**EXCERPTED TEXT:**

I am all for hammering the fake nutritionist tosh. “Doctor” Gillian McKeith “PhD (Intenet)” is an obvious charlatan. It’s very hard to see how anyone gave her any credence but – from Channel 4’s point of view – she rifled through human crap on tv, in the presence of its manufacturers even. This was always going to draw audiences. Actual nutrition qualifications would have just been icing on the poocake from the Channel 4 point of view.
I’m not a hundred per cent convinced by more official nutrition advice either. Everyone “knows” we are supposed to eat 5 pieces of fruit or vegetables a day. The government tell us so. There are posters in my doctor’s surgery. I am not disputing that we should eat fruit and vegetables (I’m a vegetarian. I would be going very hungry if I didn’t.)
I just want to know – Who said it? Where is the evidence? How big is a serving anyway?
Well, it turns out that original recommendation came from the World Health Organisation. The 5 a day is a UK version. The USA is more demanding. It wants you to eat 9.
The U.S. Department of Agriculture Food Pyramid recommends three to five servings of vegetables and two to four servings of fruits per day University of Iowa .
Are US fruit and veg weaker in their healing powers? Do American need higher standards of health than we do because of lacking an NHS?
Where does this advice come from? The UK Department of Health has some referenced links to evidence, on its site. Most of these actually turn out to be links to other DOH documents that repeat the same advice. There are however some links to research papers that report lower rates of heart disease and a couple of other reduced risks in those who eat more fruit and vegetables.
So far, fine. The researchers are scientists, so I am sure they will have adjusted the figures for other things that are correlated with living longer – apart from eating more fruit and veg – like being better off & more health conscious generally. I am perfectly capable of working out that fruit and veg are good for you, from any evidence they can produce from their research (plus a lifetime of imbibing this apparently “common sense” message.)
I would like someone to show me where the number 5 came from – was it just a think of number game? Is there any evidence?
I would also like someone to show me where the obscure rules came in – potatoes don’t count; juice only counts as one even if you drink litres of different kinds of juices. Where does the portion size of a serving come from? How can it apply to everyone from a 6’6″ tall heavy set man to a slight 5 year-old?
Unless someone shows there is a real scientific basis for this stuff, it strikes me as government promoted woo. It seems we won’t respond to messages like “It’s probably good for your health to eat a lot of fruit and vegetables.” We aren’t intelligent enough to understand that message. We need to be directed, like the good 1984-in-2007 public we are, in terms that are simple and direct and very prescriptive. It doesn’t matter if the instructions are assembled from guesswork and back of an envelope calculations. As long as we have some rules to follow. With numbers.
Rather like “Doctor” McKeith’s approach to nutrition, really. Oh hang on, she’s an obvious quack.
It seems a disturbingly short step from this nonsense to deciding that vitamins do cure AIDS. I think you’d probably find that most people in the world who have malaria don’t eat 5 to 9 portions of fruit and veg a day. (A lot of them probably are lucky to eat. )
I bet the research shows that most people in the world with HIV infections don’t have cars or travel on planes. I suggest that you drive 10 miles a day and fly 200 miles every 6 months, to lower your chances of catching it.

[Point localization data]
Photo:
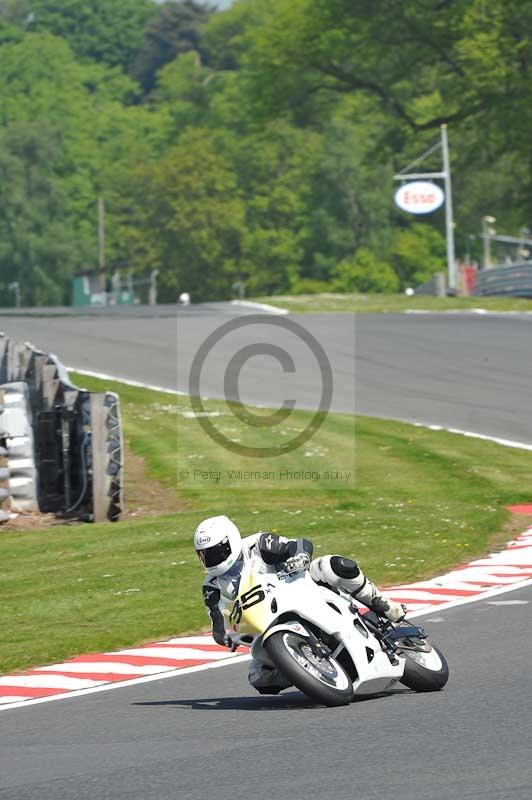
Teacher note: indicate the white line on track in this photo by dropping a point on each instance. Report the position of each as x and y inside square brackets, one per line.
[108, 686]
[104, 376]
[260, 306]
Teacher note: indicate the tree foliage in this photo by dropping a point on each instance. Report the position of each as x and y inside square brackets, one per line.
[257, 144]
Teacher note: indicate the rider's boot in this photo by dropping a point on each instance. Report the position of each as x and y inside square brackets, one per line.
[347, 575]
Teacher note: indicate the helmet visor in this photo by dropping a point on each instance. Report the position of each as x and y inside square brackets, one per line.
[215, 555]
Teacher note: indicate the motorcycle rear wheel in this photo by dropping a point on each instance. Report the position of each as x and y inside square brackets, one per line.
[320, 678]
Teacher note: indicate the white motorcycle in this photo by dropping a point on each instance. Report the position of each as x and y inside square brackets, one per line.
[321, 642]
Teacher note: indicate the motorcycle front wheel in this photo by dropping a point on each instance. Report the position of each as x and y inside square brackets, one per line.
[426, 669]
[319, 677]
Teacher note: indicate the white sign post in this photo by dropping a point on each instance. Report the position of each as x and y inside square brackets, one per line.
[421, 196]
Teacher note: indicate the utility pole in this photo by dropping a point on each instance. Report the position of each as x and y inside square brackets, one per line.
[487, 232]
[15, 286]
[101, 243]
[449, 221]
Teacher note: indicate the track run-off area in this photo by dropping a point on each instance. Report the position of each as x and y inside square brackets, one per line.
[206, 733]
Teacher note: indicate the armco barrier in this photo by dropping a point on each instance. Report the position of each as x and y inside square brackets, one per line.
[515, 280]
[61, 447]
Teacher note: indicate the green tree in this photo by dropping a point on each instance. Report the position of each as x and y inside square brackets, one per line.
[104, 30]
[365, 272]
[39, 247]
[189, 219]
[418, 252]
[176, 29]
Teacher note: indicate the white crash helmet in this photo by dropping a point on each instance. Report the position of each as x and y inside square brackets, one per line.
[218, 544]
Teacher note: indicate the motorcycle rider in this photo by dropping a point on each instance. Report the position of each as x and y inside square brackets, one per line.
[222, 551]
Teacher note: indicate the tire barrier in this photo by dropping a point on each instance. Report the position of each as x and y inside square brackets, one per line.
[514, 280]
[61, 447]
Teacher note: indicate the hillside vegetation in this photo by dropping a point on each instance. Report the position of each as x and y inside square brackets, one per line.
[255, 144]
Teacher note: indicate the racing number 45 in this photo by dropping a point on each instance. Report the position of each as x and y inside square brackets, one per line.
[249, 599]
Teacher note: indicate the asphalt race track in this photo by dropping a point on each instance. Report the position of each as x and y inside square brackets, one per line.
[208, 734]
[463, 371]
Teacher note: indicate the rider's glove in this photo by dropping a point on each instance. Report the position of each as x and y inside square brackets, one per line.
[385, 607]
[298, 563]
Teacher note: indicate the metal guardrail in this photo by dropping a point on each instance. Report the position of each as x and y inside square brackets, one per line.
[76, 447]
[514, 280]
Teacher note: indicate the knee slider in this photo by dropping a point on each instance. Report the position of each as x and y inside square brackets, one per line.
[344, 567]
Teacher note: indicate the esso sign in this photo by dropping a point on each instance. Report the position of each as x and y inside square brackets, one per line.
[419, 197]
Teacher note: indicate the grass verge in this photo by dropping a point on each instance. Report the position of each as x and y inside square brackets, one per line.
[390, 303]
[418, 502]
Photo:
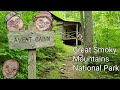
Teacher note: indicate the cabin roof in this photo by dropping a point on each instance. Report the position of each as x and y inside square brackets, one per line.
[59, 19]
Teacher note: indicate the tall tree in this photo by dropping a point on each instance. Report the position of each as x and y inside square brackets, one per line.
[88, 33]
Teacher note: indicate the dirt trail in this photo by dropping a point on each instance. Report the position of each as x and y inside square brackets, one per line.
[67, 71]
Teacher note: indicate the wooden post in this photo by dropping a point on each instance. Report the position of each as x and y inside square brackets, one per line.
[31, 59]
[76, 34]
[32, 64]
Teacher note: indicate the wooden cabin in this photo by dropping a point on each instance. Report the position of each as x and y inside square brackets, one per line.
[70, 31]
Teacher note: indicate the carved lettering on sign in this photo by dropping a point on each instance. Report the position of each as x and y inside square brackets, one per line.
[30, 39]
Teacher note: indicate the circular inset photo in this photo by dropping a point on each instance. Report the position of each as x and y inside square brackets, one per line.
[43, 23]
[14, 23]
[10, 68]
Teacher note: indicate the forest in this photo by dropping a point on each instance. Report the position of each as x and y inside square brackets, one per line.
[56, 62]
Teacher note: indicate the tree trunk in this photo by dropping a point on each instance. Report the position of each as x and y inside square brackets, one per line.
[88, 34]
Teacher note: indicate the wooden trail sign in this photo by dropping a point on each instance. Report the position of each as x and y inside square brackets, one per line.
[30, 39]
[38, 35]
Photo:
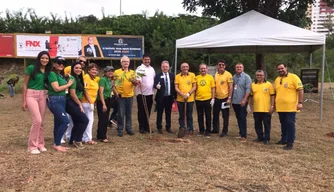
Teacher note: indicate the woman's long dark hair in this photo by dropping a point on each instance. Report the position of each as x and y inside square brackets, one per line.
[37, 66]
[78, 78]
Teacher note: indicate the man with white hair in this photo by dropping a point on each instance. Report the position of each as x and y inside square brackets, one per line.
[125, 93]
[144, 93]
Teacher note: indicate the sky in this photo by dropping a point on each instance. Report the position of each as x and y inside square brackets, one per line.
[75, 8]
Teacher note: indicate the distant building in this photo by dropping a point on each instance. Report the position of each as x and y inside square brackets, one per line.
[318, 13]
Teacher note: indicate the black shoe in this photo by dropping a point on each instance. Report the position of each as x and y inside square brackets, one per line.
[258, 140]
[130, 133]
[281, 142]
[288, 147]
[169, 131]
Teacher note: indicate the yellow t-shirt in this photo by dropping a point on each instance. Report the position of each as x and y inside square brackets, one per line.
[67, 71]
[204, 87]
[91, 88]
[222, 81]
[261, 93]
[286, 89]
[185, 84]
[126, 88]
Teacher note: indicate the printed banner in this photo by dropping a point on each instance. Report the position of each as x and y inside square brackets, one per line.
[30, 45]
[6, 45]
[112, 47]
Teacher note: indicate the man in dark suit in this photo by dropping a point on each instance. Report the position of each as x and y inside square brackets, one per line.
[91, 50]
[164, 98]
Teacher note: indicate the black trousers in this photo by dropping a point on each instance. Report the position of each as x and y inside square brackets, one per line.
[225, 113]
[80, 120]
[262, 120]
[204, 108]
[142, 118]
[103, 119]
[166, 105]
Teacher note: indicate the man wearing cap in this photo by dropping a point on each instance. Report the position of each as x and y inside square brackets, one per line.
[125, 82]
[224, 90]
[144, 93]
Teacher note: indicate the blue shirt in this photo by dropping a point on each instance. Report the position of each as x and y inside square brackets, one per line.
[241, 86]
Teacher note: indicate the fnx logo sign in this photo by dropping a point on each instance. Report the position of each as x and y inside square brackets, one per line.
[33, 44]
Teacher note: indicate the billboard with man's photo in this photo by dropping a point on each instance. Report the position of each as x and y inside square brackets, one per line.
[31, 45]
[113, 47]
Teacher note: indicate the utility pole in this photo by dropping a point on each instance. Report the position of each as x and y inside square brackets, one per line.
[120, 7]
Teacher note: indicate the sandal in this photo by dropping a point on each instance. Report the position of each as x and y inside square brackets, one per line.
[60, 148]
[91, 142]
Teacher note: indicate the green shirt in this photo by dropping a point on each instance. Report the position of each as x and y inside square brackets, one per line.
[74, 86]
[54, 77]
[38, 82]
[106, 83]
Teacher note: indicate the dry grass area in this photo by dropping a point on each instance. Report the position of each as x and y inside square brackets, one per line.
[138, 163]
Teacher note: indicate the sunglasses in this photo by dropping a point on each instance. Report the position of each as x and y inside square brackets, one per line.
[81, 61]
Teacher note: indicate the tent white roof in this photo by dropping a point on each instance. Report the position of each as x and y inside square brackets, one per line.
[253, 32]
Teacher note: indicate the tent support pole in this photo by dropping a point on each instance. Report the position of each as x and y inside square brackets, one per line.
[175, 61]
[322, 81]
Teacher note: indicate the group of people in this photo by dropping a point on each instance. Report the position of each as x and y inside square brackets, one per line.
[71, 95]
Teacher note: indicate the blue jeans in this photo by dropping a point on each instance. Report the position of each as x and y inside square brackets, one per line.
[189, 114]
[241, 114]
[124, 112]
[11, 89]
[57, 105]
[288, 127]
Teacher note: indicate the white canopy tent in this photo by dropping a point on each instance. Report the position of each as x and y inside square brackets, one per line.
[256, 33]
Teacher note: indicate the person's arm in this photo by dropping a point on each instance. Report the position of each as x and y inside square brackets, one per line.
[24, 91]
[104, 106]
[55, 85]
[76, 99]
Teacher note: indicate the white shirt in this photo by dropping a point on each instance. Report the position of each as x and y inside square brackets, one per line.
[166, 76]
[147, 81]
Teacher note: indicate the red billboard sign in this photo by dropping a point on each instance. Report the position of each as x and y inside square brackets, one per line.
[6, 45]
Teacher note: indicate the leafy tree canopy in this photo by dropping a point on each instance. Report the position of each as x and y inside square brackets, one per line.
[290, 11]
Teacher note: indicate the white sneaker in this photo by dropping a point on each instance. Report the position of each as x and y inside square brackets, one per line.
[34, 151]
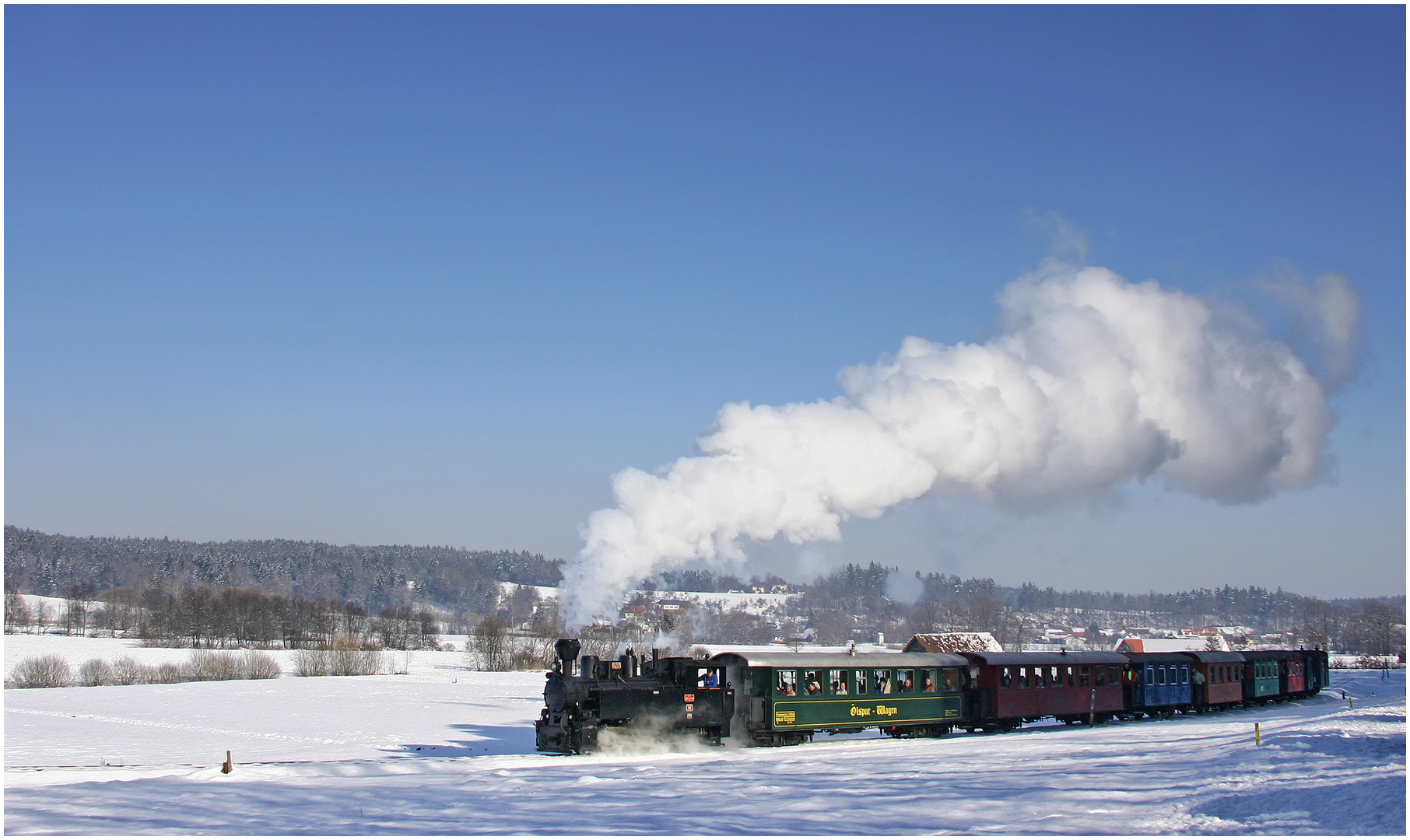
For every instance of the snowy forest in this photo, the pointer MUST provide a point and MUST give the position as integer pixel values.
(401, 597)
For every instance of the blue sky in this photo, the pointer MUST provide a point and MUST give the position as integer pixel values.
(435, 274)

**BRIEF:**
According to the post on fruit and vegetable advice, which organization made the original recommendation behind the five-a-day guidance?

**COMPLETED EXERCISE:**
The World Health Organisation.